(Saved data entries)

•••••

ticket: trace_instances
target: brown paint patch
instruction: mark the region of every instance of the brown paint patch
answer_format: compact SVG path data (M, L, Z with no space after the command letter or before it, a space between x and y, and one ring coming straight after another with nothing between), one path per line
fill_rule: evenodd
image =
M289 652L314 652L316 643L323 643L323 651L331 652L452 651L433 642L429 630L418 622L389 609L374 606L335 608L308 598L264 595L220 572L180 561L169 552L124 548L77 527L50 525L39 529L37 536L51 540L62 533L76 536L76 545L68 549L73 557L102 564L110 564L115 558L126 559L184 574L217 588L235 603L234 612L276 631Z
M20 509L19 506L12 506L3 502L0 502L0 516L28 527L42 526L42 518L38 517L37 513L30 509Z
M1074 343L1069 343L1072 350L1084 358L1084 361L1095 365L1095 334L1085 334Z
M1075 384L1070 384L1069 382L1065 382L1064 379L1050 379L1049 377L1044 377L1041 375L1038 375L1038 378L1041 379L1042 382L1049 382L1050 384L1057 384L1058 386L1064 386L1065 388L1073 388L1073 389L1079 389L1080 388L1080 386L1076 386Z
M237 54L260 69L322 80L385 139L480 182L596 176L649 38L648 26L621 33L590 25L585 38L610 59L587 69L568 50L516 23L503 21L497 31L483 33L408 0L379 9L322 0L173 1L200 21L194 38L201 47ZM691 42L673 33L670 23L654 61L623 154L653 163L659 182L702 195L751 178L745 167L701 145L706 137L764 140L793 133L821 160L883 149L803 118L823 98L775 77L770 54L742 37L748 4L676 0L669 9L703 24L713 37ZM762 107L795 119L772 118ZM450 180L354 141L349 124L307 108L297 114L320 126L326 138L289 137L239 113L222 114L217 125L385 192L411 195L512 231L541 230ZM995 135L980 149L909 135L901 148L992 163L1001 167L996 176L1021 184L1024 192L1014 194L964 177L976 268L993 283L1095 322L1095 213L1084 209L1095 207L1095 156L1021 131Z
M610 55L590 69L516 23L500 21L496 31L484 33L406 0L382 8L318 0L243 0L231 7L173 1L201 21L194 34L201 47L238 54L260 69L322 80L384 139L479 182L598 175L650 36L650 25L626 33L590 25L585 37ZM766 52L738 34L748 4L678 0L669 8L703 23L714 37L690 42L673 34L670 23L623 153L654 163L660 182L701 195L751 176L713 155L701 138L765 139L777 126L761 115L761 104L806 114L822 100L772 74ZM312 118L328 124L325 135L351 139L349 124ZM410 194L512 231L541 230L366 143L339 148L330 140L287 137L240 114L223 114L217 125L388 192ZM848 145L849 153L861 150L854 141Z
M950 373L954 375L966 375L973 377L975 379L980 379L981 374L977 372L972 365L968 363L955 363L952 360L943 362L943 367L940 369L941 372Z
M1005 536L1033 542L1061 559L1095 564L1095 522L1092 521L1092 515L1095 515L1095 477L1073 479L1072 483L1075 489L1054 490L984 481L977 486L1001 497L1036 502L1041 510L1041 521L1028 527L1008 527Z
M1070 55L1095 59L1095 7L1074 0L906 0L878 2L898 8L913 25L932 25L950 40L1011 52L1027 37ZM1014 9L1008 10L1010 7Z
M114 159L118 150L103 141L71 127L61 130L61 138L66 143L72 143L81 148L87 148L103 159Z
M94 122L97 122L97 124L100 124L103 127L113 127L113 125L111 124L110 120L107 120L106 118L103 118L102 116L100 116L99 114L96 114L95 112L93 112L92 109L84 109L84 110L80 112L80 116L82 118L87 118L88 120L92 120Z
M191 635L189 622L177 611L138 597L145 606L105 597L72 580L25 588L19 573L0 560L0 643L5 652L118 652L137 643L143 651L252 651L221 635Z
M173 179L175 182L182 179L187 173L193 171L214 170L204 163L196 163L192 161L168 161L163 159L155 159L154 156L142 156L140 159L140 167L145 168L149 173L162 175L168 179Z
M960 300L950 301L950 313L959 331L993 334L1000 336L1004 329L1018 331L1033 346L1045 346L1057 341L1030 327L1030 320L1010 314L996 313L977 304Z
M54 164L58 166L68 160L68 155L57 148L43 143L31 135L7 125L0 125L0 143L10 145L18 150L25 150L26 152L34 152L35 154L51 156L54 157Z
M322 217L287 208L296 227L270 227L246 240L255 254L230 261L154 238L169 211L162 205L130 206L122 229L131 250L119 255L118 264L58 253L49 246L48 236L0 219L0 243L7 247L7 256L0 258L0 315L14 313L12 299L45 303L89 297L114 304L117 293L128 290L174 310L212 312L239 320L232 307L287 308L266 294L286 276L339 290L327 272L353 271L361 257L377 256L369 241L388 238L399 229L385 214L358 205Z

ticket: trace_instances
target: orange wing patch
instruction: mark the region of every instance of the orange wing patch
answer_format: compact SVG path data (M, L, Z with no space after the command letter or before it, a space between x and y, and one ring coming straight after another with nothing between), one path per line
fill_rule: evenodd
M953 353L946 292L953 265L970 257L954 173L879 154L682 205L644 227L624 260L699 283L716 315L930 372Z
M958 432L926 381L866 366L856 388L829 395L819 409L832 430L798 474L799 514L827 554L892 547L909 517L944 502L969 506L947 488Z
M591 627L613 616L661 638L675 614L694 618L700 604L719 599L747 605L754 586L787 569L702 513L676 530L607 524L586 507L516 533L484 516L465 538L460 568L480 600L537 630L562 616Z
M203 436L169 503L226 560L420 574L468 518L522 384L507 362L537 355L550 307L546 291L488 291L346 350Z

•••••

● **WRITTEN EXERCISE**
Retype every line of the material above character for character, leaving nothing out and changing nothing.

● **TASK RESULT**
ticket: trace_instances
target: brown paint patch
instruction: mark the region of every instance of the brown paint patch
answer_format: compact SVG path data (M, L, Z with no space after the command letter or before it, a space between x and y, and one ring coming straight after another with nothing between), one path per line
fill_rule: evenodd
image =
M289 652L314 652L316 643L323 643L323 651L331 652L452 651L433 642L429 630L418 622L389 609L374 606L335 608L308 598L264 595L220 572L180 561L169 552L124 548L77 527L50 525L39 529L37 536L51 540L62 533L76 536L76 545L68 549L73 557L102 564L110 564L115 558L126 559L184 574L217 588L235 603L234 612L276 631Z
M20 509L19 506L12 506L3 502L0 502L0 516L28 527L42 526L42 518L38 517L37 513L30 509Z
M1074 343L1069 343L1072 350L1084 358L1084 361L1095 365L1095 334L1085 334Z
M1075 384L1070 384L1069 382L1065 382L1064 379L1050 379L1049 377L1044 377L1041 375L1038 375L1038 378L1041 379L1042 382L1049 382L1050 384L1057 384L1058 386L1064 386L1065 388L1073 388L1073 389L1079 389L1080 388L1080 386L1076 386Z
M237 54L260 69L322 80L385 139L480 182L596 176L649 38L648 26L621 33L590 25L585 38L610 59L587 69L568 50L516 23L503 21L497 31L483 33L408 0L379 9L322 0L173 1L200 21L194 38L201 47ZM691 42L673 33L670 23L654 61L623 154L653 163L659 182L702 195L751 178L745 167L701 145L706 137L764 140L793 133L821 160L883 149L803 118L823 98L775 77L770 54L742 37L748 4L676 0L669 9L703 24L713 37ZM762 107L795 119L772 118ZM450 180L354 141L349 124L307 108L297 114L320 126L326 138L289 137L239 113L222 114L217 125L385 192L411 195L512 231L541 230ZM995 135L980 149L909 135L901 148L992 163L1001 167L996 176L1021 184L1024 192L1014 194L964 177L976 268L993 283L1095 322L1095 213L1084 209L1095 207L1095 156L1021 131Z
M610 55L590 69L516 23L500 21L496 31L484 33L406 0L382 8L318 0L243 0L231 7L173 1L201 21L194 34L201 47L238 54L260 69L322 80L384 139L479 182L598 175L650 36L650 25L626 33L590 25L585 37ZM766 52L738 34L748 4L678 0L669 8L703 23L714 37L690 42L673 34L670 23L623 153L654 163L660 182L701 195L751 176L713 155L701 138L765 139L777 126L761 115L761 104L806 114L822 100L772 74ZM312 118L328 124L325 135L351 139L349 124ZM410 194L512 231L541 230L366 143L339 148L330 140L287 137L240 114L223 114L217 125L388 192ZM848 145L849 153L861 150L854 141Z
M950 373L954 375L966 375L973 377L975 379L980 379L981 374L977 372L972 365L968 363L955 363L952 360L943 362L943 367L940 369L941 372Z
M1005 536L1033 542L1061 559L1095 564L1095 522L1092 521L1092 515L1095 515L1095 477L1073 479L1072 483L1075 489L1054 490L984 481L977 486L1001 497L1036 502L1041 510L1041 521L1028 527L1008 527Z
M1070 55L1095 59L1095 7L1074 0L906 0L878 2L898 8L913 25L932 25L950 40L1011 52L1027 37ZM1014 9L1008 10L1010 7Z
M114 159L118 150L103 141L71 127L61 130L61 138L66 143L72 143L81 148L87 148L103 159Z
M94 122L97 122L97 124L100 124L103 127L113 127L113 125L111 124L110 120L107 120L106 118L103 118L102 116L100 116L99 114L96 114L95 112L93 112L92 109L84 109L84 110L80 112L80 116L82 118L87 118L88 120L92 120Z
M191 635L189 622L177 611L138 597L145 606L105 597L72 580L25 588L19 573L0 560L0 643L5 652L118 652L137 643L143 651L252 651L221 635Z
M173 179L175 182L182 179L187 173L193 171L214 170L204 163L196 163L192 161L168 161L163 159L155 159L154 156L142 156L140 159L140 167L145 168L149 173L162 175L168 179Z
M960 300L950 301L950 313L959 331L993 334L1000 336L1004 329L1018 331L1033 346L1045 346L1057 341L1030 327L1030 320L1010 314L996 313L977 304Z
M54 164L58 166L68 160L68 155L57 148L43 143L31 135L7 125L0 125L0 143L10 145L18 150L25 150L26 152L34 152L35 154L51 156L54 157Z
M322 217L287 208L296 227L270 227L246 240L255 254L230 261L154 238L169 211L162 205L130 206L122 229L131 250L119 255L118 264L58 253L49 246L48 236L0 219L0 243L7 247L7 256L0 258L0 315L14 313L12 299L45 303L89 297L114 304L117 293L128 290L174 310L212 312L239 320L232 307L287 308L266 294L286 276L339 290L327 272L353 271L361 257L377 256L369 241L388 238L399 229L385 214L358 205Z

ticket: trace_instances
target: orange wing patch
instruction: mark the region of every instance of the orange wing patch
answer_format: compact SVG path data (M, L, Z with no space after the command letter or before it, a space between x and y, and one ring coming straight after another with nothing between), one path per line
fill_rule: evenodd
M953 353L946 292L953 265L970 257L954 173L879 154L682 205L644 227L624 260L699 283L716 315L930 372Z
M958 432L926 381L866 366L856 388L829 395L819 409L832 430L798 474L799 514L827 554L892 547L909 517L944 502L969 506L947 488Z
M591 627L613 616L661 638L675 614L694 618L700 604L719 599L747 605L754 586L787 569L702 513L676 530L607 524L586 507L516 533L484 516L465 538L460 568L480 600L537 630L562 616Z
M203 436L169 503L226 560L420 574L468 518L522 384L507 362L537 355L550 307L546 291L488 291L346 350Z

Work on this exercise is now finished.